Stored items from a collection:

******************************

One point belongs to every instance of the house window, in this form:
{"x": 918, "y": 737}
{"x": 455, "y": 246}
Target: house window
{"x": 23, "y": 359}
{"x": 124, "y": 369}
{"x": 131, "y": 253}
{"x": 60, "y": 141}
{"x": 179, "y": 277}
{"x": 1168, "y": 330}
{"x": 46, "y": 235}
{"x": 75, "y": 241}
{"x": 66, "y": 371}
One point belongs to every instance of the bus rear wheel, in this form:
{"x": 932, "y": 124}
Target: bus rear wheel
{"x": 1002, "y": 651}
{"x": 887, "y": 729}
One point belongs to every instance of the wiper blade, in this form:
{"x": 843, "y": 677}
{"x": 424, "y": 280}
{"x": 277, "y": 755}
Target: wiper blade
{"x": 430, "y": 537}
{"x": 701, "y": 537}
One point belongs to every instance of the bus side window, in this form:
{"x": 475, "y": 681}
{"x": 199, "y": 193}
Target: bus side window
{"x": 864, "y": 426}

******************************

(SHORT PROBLEM):
Update all of the items above so that each occurrence of "Target" reads "Label". Leave everything else unchanged.

(COMPLETED EXERCISE):
One point belongs to every instance of the house window, in this form:
{"x": 918, "y": 737}
{"x": 455, "y": 246}
Label: house window
{"x": 23, "y": 359}
{"x": 124, "y": 369}
{"x": 131, "y": 253}
{"x": 60, "y": 141}
{"x": 179, "y": 277}
{"x": 1168, "y": 330}
{"x": 46, "y": 235}
{"x": 75, "y": 241}
{"x": 66, "y": 371}
One point belongs to every instance of the bus rear wheel, in this form:
{"x": 932, "y": 124}
Label: bus rear wheel
{"x": 1002, "y": 651}
{"x": 887, "y": 729}
One point belongs to every instance of the wiper blade, in this form:
{"x": 843, "y": 677}
{"x": 424, "y": 280}
{"x": 277, "y": 755}
Label: wiper blade
{"x": 430, "y": 537}
{"x": 701, "y": 537}
One point belongs to every instance of the bus side window, in this form:
{"x": 475, "y": 681}
{"x": 199, "y": 193}
Label: bus side window
{"x": 864, "y": 426}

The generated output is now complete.